*Information given:*
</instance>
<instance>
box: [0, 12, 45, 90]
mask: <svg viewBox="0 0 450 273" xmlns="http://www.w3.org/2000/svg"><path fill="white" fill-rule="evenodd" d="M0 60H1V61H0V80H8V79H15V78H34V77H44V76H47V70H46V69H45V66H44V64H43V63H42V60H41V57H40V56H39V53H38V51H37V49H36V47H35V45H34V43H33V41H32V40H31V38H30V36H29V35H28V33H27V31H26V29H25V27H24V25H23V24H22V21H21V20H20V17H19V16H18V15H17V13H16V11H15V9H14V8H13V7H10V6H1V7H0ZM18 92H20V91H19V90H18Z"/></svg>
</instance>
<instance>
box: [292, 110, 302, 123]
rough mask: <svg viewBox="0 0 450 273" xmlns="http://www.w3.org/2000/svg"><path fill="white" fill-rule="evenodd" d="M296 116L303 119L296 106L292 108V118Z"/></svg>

*Assignment:* Present every line of the material above as a Markdown table with the columns "Row" and "Line". Number the rows, and leave out any blank lines.

*Your solution:*
| Row | Line |
|---|---|
| 1 | </instance> |
| 2 | <instance> |
| 3 | box: [0, 12, 45, 90] |
| 4 | mask: <svg viewBox="0 0 450 273" xmlns="http://www.w3.org/2000/svg"><path fill="white" fill-rule="evenodd" d="M0 60H1V61H0V80H8V79H15V78H34V77H44V76H47V70H46V69H45V66H44V64H43V63H42V60H41V57H40V56H39V53H38V51H37V49H36V47H35V45H34V43H33V41H32V40H31V38H30V36H29V35H28V33H27V31H26V29H25V27H24V25H23V24H22V21H21V20H20V17H19V16H18V15H17V13H16V11H15V9H14V8H13V7H10V6H1V7H0ZM18 92H20V91H19V90H18Z"/></svg> |
| 5 | </instance> |
| 6 | <instance> |
| 7 | box: [292, 110, 302, 123] |
| 8 | rough mask: <svg viewBox="0 0 450 273" xmlns="http://www.w3.org/2000/svg"><path fill="white" fill-rule="evenodd" d="M296 116L303 119L296 106L292 108V118Z"/></svg> |